The exercise: Retype the material below. Keep every word exactly as it is.

— Start of Supplied records —

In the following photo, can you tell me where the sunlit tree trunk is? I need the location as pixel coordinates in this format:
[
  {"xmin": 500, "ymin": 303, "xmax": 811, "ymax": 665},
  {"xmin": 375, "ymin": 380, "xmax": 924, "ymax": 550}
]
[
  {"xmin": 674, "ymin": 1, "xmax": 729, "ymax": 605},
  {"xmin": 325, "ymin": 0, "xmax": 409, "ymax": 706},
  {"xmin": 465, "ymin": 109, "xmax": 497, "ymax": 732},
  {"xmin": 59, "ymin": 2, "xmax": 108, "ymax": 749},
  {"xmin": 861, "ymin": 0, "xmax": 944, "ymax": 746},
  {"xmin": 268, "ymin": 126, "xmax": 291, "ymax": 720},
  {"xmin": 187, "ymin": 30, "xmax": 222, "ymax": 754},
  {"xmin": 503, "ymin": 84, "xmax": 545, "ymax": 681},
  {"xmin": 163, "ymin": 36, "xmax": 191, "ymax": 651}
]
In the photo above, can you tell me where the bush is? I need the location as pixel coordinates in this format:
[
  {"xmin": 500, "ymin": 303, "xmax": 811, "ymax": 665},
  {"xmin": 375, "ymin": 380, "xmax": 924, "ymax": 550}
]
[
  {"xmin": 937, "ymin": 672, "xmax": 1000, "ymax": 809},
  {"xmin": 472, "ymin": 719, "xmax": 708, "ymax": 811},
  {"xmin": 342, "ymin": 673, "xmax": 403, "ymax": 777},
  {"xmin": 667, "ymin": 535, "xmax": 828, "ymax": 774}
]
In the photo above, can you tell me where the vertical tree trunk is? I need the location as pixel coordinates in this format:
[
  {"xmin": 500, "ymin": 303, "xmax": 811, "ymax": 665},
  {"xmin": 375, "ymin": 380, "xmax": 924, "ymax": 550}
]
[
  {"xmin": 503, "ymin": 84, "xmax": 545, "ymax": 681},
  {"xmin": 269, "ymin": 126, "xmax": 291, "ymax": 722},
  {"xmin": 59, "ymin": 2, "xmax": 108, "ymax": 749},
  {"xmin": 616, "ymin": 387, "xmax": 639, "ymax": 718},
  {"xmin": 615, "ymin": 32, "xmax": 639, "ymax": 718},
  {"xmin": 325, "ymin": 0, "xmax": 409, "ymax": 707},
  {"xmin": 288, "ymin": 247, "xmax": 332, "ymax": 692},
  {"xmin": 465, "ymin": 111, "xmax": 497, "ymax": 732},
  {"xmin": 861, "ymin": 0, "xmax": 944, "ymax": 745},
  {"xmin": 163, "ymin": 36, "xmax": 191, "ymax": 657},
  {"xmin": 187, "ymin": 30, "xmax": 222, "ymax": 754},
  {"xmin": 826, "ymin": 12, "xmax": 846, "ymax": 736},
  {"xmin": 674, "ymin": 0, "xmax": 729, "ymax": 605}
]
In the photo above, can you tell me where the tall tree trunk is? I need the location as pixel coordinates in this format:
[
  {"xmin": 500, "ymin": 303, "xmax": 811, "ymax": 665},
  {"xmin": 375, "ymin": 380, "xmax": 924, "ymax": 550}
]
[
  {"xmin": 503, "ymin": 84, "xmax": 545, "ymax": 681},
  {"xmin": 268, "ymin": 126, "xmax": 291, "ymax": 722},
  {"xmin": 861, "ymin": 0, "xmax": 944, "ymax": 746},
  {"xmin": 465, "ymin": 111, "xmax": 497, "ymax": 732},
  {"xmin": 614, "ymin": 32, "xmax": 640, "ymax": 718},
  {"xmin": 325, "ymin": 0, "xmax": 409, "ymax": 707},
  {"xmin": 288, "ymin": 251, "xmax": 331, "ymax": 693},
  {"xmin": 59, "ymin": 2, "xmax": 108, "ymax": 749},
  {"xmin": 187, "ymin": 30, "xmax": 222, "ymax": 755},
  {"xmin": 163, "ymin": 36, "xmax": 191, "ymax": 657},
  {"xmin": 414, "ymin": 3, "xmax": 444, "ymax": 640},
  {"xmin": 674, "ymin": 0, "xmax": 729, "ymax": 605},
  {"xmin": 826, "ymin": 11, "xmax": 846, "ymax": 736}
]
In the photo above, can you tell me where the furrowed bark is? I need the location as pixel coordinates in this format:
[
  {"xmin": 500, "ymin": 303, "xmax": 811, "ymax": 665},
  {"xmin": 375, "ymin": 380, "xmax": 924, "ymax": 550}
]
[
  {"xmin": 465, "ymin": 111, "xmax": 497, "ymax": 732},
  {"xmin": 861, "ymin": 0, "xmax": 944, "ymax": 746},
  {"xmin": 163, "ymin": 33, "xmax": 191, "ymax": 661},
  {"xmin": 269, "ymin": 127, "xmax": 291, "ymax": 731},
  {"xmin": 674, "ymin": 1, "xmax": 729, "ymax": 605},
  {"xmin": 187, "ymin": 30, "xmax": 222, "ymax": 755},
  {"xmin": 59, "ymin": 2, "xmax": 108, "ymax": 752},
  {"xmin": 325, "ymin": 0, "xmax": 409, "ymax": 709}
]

— End of Supplied records —

The completed task:
In the following photo, can you tell me where the sunlit tree trunk is? I need the location as pixel coordinates in this format:
[
  {"xmin": 500, "ymin": 303, "xmax": 811, "ymax": 665},
  {"xmin": 375, "ymin": 380, "xmax": 924, "ymax": 550}
]
[
  {"xmin": 674, "ymin": 1, "xmax": 729, "ymax": 605},
  {"xmin": 325, "ymin": 0, "xmax": 409, "ymax": 706},
  {"xmin": 465, "ymin": 109, "xmax": 497, "ymax": 732},
  {"xmin": 59, "ymin": 2, "xmax": 108, "ymax": 749},
  {"xmin": 861, "ymin": 0, "xmax": 944, "ymax": 746},
  {"xmin": 268, "ymin": 126, "xmax": 291, "ymax": 720},
  {"xmin": 187, "ymin": 30, "xmax": 222, "ymax": 754},
  {"xmin": 503, "ymin": 84, "xmax": 545, "ymax": 681},
  {"xmin": 163, "ymin": 36, "xmax": 191, "ymax": 651}
]
In the photo above, can you tell me where the bush is? I need the location as pixel coordinates in this format:
[
  {"xmin": 500, "ymin": 303, "xmax": 811, "ymax": 665},
  {"xmin": 375, "ymin": 380, "xmax": 924, "ymax": 550}
]
[
  {"xmin": 937, "ymin": 672, "xmax": 1000, "ymax": 809},
  {"xmin": 472, "ymin": 719, "xmax": 708, "ymax": 811},
  {"xmin": 342, "ymin": 673, "xmax": 403, "ymax": 777},
  {"xmin": 667, "ymin": 535, "xmax": 828, "ymax": 774}
]
In the photo above, can you tell me where the vertical tree trunk is? I need the location as pixel coordinates in this format:
[
  {"xmin": 500, "ymin": 303, "xmax": 811, "ymax": 665},
  {"xmin": 375, "ymin": 380, "xmax": 924, "ymax": 550}
]
[
  {"xmin": 503, "ymin": 84, "xmax": 545, "ymax": 681},
  {"xmin": 269, "ymin": 126, "xmax": 291, "ymax": 722},
  {"xmin": 59, "ymin": 2, "xmax": 108, "ymax": 749},
  {"xmin": 616, "ymin": 387, "xmax": 639, "ymax": 718},
  {"xmin": 615, "ymin": 32, "xmax": 639, "ymax": 718},
  {"xmin": 325, "ymin": 0, "xmax": 409, "ymax": 707},
  {"xmin": 288, "ymin": 247, "xmax": 332, "ymax": 692},
  {"xmin": 465, "ymin": 111, "xmax": 497, "ymax": 732},
  {"xmin": 861, "ymin": 0, "xmax": 944, "ymax": 745},
  {"xmin": 163, "ymin": 36, "xmax": 191, "ymax": 657},
  {"xmin": 187, "ymin": 30, "xmax": 222, "ymax": 754},
  {"xmin": 826, "ymin": 12, "xmax": 846, "ymax": 736},
  {"xmin": 674, "ymin": 0, "xmax": 729, "ymax": 605}
]
In the photo above, can you tell me where the tall tree trunk is? I need the location as pixel coordinates in this format:
[
  {"xmin": 500, "ymin": 303, "xmax": 811, "ymax": 665},
  {"xmin": 375, "ymin": 380, "xmax": 924, "ymax": 550}
]
[
  {"xmin": 503, "ymin": 84, "xmax": 545, "ymax": 681},
  {"xmin": 268, "ymin": 126, "xmax": 291, "ymax": 722},
  {"xmin": 861, "ymin": 0, "xmax": 944, "ymax": 746},
  {"xmin": 465, "ymin": 111, "xmax": 497, "ymax": 732},
  {"xmin": 614, "ymin": 32, "xmax": 640, "ymax": 718},
  {"xmin": 325, "ymin": 0, "xmax": 409, "ymax": 707},
  {"xmin": 288, "ymin": 251, "xmax": 331, "ymax": 693},
  {"xmin": 59, "ymin": 2, "xmax": 108, "ymax": 749},
  {"xmin": 187, "ymin": 30, "xmax": 222, "ymax": 755},
  {"xmin": 163, "ymin": 36, "xmax": 191, "ymax": 657},
  {"xmin": 414, "ymin": 3, "xmax": 444, "ymax": 640},
  {"xmin": 674, "ymin": 0, "xmax": 729, "ymax": 605},
  {"xmin": 826, "ymin": 11, "xmax": 846, "ymax": 736}
]
In the photo above, can you tell me where the furrowed bark is? I need the location as pixel coordinates in this format:
[
  {"xmin": 500, "ymin": 303, "xmax": 811, "ymax": 665},
  {"xmin": 375, "ymin": 380, "xmax": 924, "ymax": 550}
]
[
  {"xmin": 465, "ymin": 111, "xmax": 497, "ymax": 732},
  {"xmin": 861, "ymin": 0, "xmax": 944, "ymax": 746},
  {"xmin": 163, "ymin": 33, "xmax": 191, "ymax": 661},
  {"xmin": 269, "ymin": 127, "xmax": 291, "ymax": 731},
  {"xmin": 674, "ymin": 1, "xmax": 729, "ymax": 605},
  {"xmin": 187, "ymin": 30, "xmax": 222, "ymax": 755},
  {"xmin": 59, "ymin": 2, "xmax": 108, "ymax": 752},
  {"xmin": 325, "ymin": 0, "xmax": 409, "ymax": 709}
]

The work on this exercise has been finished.